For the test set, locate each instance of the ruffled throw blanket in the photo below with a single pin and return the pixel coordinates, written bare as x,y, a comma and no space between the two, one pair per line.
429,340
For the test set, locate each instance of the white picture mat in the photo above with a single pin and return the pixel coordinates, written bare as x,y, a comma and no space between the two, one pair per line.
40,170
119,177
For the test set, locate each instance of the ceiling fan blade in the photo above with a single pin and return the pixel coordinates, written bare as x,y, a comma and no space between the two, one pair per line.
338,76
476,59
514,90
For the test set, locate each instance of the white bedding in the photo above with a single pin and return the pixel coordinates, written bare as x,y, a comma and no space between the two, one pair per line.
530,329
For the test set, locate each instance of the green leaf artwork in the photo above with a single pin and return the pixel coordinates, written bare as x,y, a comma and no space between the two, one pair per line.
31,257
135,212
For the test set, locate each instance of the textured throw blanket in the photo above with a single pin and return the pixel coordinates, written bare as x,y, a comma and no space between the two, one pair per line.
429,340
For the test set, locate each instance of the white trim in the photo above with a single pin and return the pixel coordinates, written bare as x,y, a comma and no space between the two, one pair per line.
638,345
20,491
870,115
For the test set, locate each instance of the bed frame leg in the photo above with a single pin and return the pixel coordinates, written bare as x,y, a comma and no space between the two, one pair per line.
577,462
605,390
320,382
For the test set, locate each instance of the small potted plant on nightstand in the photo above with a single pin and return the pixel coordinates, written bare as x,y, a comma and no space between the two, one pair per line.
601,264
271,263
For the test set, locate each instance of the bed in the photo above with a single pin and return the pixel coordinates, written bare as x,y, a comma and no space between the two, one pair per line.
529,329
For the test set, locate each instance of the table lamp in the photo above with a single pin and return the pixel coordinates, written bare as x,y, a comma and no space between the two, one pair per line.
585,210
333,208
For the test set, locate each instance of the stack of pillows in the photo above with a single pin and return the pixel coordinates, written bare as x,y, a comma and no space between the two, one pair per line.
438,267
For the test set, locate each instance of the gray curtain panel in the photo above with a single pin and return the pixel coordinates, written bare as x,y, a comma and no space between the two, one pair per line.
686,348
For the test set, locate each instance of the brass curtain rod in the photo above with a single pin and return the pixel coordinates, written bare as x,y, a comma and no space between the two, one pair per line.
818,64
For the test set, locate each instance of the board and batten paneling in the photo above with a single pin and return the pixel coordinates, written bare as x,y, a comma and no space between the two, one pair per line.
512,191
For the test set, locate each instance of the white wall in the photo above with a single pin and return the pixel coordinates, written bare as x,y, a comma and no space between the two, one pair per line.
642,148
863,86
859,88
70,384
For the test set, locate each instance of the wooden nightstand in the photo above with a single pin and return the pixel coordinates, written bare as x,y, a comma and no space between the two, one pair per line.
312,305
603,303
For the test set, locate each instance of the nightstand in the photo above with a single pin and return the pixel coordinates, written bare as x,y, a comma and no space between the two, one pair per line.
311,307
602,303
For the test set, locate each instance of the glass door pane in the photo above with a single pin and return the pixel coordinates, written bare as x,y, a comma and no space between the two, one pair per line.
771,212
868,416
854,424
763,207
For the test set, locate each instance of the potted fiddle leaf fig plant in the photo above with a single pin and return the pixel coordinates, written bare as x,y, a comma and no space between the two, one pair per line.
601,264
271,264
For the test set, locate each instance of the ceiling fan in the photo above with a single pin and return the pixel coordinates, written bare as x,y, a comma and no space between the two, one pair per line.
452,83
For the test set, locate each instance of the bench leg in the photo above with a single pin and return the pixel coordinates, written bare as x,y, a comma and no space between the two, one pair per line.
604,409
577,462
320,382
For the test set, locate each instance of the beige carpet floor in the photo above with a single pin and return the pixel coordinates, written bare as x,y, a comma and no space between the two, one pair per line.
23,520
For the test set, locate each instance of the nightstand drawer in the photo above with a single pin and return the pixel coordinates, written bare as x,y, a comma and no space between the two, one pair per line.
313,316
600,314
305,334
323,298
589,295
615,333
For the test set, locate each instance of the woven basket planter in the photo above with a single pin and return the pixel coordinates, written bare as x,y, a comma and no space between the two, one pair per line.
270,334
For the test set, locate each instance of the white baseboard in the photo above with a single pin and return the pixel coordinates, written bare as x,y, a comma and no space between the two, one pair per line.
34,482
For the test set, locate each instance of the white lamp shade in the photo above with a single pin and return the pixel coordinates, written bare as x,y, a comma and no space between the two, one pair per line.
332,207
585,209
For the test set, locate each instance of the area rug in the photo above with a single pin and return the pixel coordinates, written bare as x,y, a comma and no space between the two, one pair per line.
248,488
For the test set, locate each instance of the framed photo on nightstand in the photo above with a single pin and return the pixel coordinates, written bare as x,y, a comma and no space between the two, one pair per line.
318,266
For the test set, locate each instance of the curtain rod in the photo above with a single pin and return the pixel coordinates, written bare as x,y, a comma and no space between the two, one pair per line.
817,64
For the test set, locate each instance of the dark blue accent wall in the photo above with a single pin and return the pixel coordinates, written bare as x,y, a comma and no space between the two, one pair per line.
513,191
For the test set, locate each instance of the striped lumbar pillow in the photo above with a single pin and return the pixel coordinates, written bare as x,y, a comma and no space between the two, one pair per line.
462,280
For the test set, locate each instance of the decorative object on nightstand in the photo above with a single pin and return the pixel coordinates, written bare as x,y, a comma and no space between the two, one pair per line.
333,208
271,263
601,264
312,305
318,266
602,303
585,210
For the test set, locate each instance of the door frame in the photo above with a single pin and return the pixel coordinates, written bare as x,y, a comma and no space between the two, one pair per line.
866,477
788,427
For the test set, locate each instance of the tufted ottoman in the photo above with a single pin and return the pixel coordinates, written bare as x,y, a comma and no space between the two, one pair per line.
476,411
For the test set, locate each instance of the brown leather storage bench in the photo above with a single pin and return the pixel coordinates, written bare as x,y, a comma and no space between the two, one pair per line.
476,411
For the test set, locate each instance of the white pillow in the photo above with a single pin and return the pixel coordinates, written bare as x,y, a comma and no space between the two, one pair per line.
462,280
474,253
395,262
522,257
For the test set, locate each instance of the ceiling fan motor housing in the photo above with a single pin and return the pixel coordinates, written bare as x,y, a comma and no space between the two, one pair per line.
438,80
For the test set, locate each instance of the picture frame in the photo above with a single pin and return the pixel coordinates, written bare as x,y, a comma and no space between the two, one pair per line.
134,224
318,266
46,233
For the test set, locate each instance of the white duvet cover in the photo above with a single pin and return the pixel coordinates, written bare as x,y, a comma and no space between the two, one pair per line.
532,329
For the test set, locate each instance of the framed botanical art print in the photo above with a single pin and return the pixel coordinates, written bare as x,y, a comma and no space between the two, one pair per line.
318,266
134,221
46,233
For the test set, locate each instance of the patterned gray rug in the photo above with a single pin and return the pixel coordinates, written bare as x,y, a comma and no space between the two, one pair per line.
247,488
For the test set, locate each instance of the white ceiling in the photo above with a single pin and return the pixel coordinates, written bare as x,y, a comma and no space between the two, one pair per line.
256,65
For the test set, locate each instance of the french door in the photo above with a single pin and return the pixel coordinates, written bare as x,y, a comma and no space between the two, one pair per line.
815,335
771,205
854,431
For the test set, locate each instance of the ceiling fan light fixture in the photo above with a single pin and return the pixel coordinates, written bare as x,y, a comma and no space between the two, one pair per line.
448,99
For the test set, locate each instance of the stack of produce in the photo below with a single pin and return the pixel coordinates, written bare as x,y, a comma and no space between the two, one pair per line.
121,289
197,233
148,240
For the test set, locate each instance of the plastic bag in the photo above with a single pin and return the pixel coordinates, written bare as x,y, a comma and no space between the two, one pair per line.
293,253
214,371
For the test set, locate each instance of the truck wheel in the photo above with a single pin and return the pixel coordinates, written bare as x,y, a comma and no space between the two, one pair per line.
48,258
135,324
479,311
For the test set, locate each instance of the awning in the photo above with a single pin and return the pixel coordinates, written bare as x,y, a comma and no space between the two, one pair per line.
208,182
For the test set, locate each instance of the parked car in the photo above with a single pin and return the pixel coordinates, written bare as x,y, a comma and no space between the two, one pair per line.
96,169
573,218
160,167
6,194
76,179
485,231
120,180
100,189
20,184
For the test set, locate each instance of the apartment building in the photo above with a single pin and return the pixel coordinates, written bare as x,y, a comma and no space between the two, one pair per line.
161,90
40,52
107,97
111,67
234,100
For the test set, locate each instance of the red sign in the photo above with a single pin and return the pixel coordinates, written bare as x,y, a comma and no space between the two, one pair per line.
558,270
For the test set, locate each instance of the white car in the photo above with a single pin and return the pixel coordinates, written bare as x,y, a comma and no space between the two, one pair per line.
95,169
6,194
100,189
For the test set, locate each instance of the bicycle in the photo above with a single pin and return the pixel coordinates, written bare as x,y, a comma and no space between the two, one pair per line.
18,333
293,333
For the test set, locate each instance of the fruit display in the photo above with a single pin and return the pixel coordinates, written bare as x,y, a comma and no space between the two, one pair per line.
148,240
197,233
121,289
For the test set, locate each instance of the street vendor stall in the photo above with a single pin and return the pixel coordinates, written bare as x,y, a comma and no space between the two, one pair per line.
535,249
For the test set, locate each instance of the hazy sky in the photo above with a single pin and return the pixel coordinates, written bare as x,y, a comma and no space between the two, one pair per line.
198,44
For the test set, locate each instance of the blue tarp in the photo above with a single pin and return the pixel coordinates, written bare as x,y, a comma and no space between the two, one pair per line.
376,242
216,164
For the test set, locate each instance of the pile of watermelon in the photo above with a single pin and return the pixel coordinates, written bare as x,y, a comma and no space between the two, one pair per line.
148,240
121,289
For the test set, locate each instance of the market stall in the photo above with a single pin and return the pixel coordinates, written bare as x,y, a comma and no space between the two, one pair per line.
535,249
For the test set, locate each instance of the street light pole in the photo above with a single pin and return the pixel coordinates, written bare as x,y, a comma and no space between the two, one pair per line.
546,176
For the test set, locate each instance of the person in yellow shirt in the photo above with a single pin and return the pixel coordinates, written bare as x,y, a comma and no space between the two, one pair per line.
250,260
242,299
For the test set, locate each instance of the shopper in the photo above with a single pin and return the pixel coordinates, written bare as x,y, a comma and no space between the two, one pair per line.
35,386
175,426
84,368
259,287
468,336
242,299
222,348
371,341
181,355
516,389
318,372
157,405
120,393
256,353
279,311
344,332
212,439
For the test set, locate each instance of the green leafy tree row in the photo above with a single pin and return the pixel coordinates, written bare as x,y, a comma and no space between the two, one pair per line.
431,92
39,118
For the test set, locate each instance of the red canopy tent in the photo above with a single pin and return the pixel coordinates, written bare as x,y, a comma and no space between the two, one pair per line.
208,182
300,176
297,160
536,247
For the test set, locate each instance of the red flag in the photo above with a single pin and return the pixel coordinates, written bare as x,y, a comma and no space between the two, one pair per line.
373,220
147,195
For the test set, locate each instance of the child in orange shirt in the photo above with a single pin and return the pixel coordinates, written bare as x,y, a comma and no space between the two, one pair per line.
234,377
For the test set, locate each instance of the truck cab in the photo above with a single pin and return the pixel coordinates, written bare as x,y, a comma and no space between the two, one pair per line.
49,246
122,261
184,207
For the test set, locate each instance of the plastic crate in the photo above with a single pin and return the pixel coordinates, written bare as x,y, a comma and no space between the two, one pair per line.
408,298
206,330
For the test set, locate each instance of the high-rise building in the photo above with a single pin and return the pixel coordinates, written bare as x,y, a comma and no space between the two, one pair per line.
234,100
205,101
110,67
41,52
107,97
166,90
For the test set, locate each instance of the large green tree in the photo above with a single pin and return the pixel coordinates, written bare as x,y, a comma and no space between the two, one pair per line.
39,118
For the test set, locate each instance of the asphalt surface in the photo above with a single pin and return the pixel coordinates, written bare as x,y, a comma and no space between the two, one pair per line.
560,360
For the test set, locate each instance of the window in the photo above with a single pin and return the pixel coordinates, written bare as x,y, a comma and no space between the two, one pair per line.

════════

REQUIREMENT: All lines from the one that contains "For the test set, locate each instance of the child" through the end of the material are to be quoted exactly, with both ends included.

WRITTEN SOLUTION:
For the test set, locate each instance of the child in orange shirt in the photo above with a single pin and return the pixel coordinates, written bare as x,y, a comma and no space between the two, one pair per line.
234,377
For the test set, locate each instance of the truck cab in the photo above with a single pin and return the pixel coordinates, written bare as x,y, a comma and no space between the two, one pair per line.
49,246
122,261
184,207
For the test set, locate each instance of the plastic crate in the photo above with a single pin and return the pixel coordinates, written bare as x,y, a comma and no space between the two, one pair per line.
408,298
206,330
For the test set, locate each instance of the high-rise building in the photo above with a single pin and return the pixel coordinates, written bare as x,y, a comma and no space between the two, one pair per line.
234,100
205,101
110,67
41,52
107,97
166,90
For the test set, locate each instance of the large green tree in the photo above with a single pin and return the pixel coordinates, written bare as x,y, a comma and no space between the two, one pair per line.
39,118
For the test set, locate each instance of the asphalt surface in the photo above with a single pin and return the pixel coordinates, written bare as x,y, a comma and no space between the two, one pair per line.
560,360
For the test set, locate each instance of the window in the photo above with a single pin and return the pixel coordinates, written bare as x,y, a comma and no space between the two, one pair per line.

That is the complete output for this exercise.